##### PROVIDED RECORDS
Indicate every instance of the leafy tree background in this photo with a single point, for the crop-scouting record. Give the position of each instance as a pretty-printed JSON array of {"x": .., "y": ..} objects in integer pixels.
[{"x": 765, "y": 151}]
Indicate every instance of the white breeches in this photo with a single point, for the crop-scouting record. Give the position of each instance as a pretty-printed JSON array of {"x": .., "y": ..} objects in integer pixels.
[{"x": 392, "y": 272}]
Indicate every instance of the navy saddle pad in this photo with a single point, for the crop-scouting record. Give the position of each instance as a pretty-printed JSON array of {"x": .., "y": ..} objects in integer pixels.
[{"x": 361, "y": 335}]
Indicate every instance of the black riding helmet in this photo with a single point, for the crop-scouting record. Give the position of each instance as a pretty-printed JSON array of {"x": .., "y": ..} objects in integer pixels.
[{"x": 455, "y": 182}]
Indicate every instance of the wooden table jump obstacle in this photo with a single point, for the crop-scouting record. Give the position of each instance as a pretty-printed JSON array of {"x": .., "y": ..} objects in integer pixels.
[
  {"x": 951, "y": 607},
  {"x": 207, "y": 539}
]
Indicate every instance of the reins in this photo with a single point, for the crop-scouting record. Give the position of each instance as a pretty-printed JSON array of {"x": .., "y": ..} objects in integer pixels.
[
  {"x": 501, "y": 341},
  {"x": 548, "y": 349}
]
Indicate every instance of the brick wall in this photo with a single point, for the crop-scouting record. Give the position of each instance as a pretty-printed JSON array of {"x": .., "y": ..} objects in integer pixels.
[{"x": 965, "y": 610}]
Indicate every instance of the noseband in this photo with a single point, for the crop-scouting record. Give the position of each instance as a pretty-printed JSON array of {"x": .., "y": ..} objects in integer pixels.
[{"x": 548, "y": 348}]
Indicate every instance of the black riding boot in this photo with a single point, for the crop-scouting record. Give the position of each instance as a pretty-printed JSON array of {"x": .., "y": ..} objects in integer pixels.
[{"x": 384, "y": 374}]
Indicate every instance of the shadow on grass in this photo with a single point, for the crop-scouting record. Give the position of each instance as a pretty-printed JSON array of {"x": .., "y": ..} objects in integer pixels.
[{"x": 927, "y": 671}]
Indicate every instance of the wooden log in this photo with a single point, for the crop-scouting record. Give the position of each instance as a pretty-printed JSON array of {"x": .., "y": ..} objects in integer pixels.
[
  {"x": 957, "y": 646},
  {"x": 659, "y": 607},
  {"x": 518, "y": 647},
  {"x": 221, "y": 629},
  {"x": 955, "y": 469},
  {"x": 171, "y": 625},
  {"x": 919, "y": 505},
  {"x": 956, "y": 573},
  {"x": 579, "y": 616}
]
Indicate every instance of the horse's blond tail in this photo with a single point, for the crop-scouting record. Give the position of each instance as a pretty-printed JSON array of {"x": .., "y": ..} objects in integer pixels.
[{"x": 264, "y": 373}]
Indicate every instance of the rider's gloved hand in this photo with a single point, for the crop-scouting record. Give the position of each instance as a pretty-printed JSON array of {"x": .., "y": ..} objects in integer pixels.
##########
• _STATED EXERCISE_
Reproduce every one of the records above, word for word and in the same order, without changing anything.

• _REPLY TO THE EXERCISE_
Indicate every instance of the leafy tree background in this photo with a single point, for the crop-scouting record. Give the position of each instance as a pretty-printed JSON array of {"x": .., "y": ..} objects in integer pixels.
[{"x": 765, "y": 151}]
Indicate every instance of the white breeches in this photo with a single point, for the crop-scouting record. Give the position of each instance as a pretty-printed JSON array of {"x": .., "y": ..} objects in integer pixels.
[{"x": 392, "y": 272}]
Indicate every instance of the navy saddle pad in this photo with a single point, for the crop-scouting record. Give the position of each instance as a pretty-printed JSON array of {"x": .., "y": ..} objects in integer pixels.
[{"x": 361, "y": 335}]
Indicate every instance of the black riding helmet in this photo with a single point, for the crop-scouting record. Give the position of each instance as a pretty-printed JSON array of {"x": .., "y": ..} objects in integer pixels.
[{"x": 455, "y": 182}]
Indicate every instance of the wooden table jump obstacle in this photo with a single point, for the crop-scouting record. Give the position of each instance as a pretty-printed JSON array of {"x": .., "y": ..} objects in integer pixels.
[
  {"x": 951, "y": 607},
  {"x": 207, "y": 539}
]
Indicate every instance of the reins in this photo with a single point, for the crop-scouting record. Give the position of each instance as a pretty-printed JSON array of {"x": .., "y": ..} objects in integer pixels.
[
  {"x": 501, "y": 341},
  {"x": 548, "y": 349}
]
Indicate every instance of the brick wall in this photo with a single point, for the crop-scouting record. Give the position of each instance as a pretty-printed JSON array of {"x": .., "y": ..} objects in integer pixels.
[{"x": 965, "y": 610}]
Indicate every instance of the noseband in this photo with a single point, for the crop-scouting record. Give the position of each instance as a pretty-printed JSON array of {"x": .., "y": ..} objects in integer pixels.
[{"x": 548, "y": 348}]
Indicate every instance of the black riding boot in this photo with a single point, for the crop-scouting record. Give the position of each instance as a pretty-printed JSON array of {"x": .., "y": ..} objects in integer pixels.
[{"x": 384, "y": 374}]
Indicate every instance of the shadow on grass in this photo with a single point, for the crop-scouting record. Give the position of each instance as a pretty-printed JSON array of {"x": .., "y": ..} objects in integer pixels.
[{"x": 927, "y": 671}]
Indicate every instance of the wooden log in this photo with a single point, for the crop-scouting record. Give the position of each instance as a pretty-printed JSON array of {"x": .., "y": ..} objects in integer pixels.
[
  {"x": 957, "y": 646},
  {"x": 659, "y": 607},
  {"x": 518, "y": 647},
  {"x": 221, "y": 629},
  {"x": 955, "y": 469},
  {"x": 171, "y": 625},
  {"x": 919, "y": 505},
  {"x": 956, "y": 573},
  {"x": 579, "y": 616}
]
Indicate every instance of the horse's blond tail in this photo with a single point, for the crop-scouting record. Give the position of each instance as a pretty-printed JSON array of {"x": .., "y": ..} objects in integer pixels.
[{"x": 264, "y": 373}]
Indicate every instance of the rider's gloved hand in this photo with a single point, for the crop-scouting record. Give the position of each instance as a pretty-printed JSON array of {"x": .., "y": ..} objects in integer pixels.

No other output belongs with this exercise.